PROVIDED TEXT:
AIPAC’s One-Sided Criticism of Palestinian Repression is Blatant Exploitation

AIPAC called out the Palestinian Authority’s repression of Palestinians and the media in the occupied West Bank, but the PA is only acting as a subcontractor of Israel’s colonial violence. So, what is AIPAC’s point?

The extrajudicial killing of Nizar Banat, a Palestinian man whose criticism of the Palestinian Authority (PA) reached a wider audience than the ministers in Ramallah would have liked, elicited outrage among Palestinians. Banat’s voice may have been more prominent, but his aired grievances were those of the Palestinian people as a collective.

Rather than listen to the Palestinian people, the PA repressed dissent, even among its own ranks. Ehab Bseiso, the Chairman of the Palestinian National Library, was dismissed from his post by PA President Mahmoud Abbas, for criticizing the PA’s dealing with Banat. “Killing a human being is a crime, no matter how blurry, ambiguous and emotional the picture seems, and we must always side with the human against various forms of lethal steel,” Bseiso wrote in a Facebook post.

EXTRACTED MATERIAL:
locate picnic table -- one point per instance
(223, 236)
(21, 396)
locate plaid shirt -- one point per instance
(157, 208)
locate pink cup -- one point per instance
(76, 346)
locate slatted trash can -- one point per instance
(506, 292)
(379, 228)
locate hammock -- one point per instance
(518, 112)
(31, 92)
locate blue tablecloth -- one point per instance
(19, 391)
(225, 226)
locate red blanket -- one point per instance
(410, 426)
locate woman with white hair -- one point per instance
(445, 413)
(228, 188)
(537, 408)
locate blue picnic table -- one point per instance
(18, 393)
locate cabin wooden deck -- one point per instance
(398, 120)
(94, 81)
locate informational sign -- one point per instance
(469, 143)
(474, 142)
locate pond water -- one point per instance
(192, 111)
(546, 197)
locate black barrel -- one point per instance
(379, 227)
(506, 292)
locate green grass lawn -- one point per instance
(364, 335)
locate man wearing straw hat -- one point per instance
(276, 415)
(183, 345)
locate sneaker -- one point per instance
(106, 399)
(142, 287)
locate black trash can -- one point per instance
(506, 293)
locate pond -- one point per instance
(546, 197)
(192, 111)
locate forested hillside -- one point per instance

OBJECTIVE A:
In the article on AIPAC's criticism of Palestinian repression, rewrite the passage between "The extrajudicial killing" and "as a collective.", inclusive, swapping "grievances" for "complaints".
OBJECTIVE B:
Please list every person named in the article on AIPAC's criticism of Palestinian repression.
OBJECTIVE C:
Write the next part of the article on AIPAC's criticism of Palestinian repression, picking up after its last sentence.

EXERCISE RESULT A:
The extrajudicial killing of Nizar Banat, a Palestinian man whose criticism of the Palestinian Authority (PA) reached a wider audience than the ministers in Ramallah would have liked, elicited outrage among Palestinians. Banat’s voice may have been more prominent, but his aired complaints were those of the Palestinian people as a collective.

EXERCISE RESULT B:
Nizar Banat
Ehab Bseiso
Mahmoud Abbas

EXERCISE RESULT C:
On the streets, the PA unleashed its security forces. Protestors were met with tear gas, physical violence, and arrests. Women who participated in the protests were sexually harassed, with officers reportedly threatening to publish intimate photos which some of the women had on their mobile phones. The PA’s security forces also attacked Palestinian journalists, prompting members of the Palestinian Journalists Syndicate to demand protection, in a protest outside the UN’s office in Ramallah.

Not to be outdone by diplomats who expressed concern over the PA’s authoritarian tactics, the American Israel Public Affairs Committee (AIPAC) took the time to email its subscribers about the Palestinian leadership’s stifling of dissent. A thread on Twitter draws attention to the propaganda employed by AIPAC, as well as its double standards, in criticizing the PA’s violence while absolving Israel of the same, and worse.

It is no secret that the PA has, throughout the years of its illegitimate rule, resorted to violence to quash any individual or collective dissent. As far back as 2009, reports documenting the PA’s security services torturing Palestinian journalists have been publicly available. Some journalists have been arrested due to political affiliations, others on mere suspicion of preparing the publication of articles critical of the PA.

The 2009 Human Rights Watch (HRW) report states, “Human Rights Watch cannot point to instructions from PA leaders to the security services that they commit these violations, but the utter failure of the PA leadership to address the prevailing culture of impunity for such abuses suggests that they reflect government policy.”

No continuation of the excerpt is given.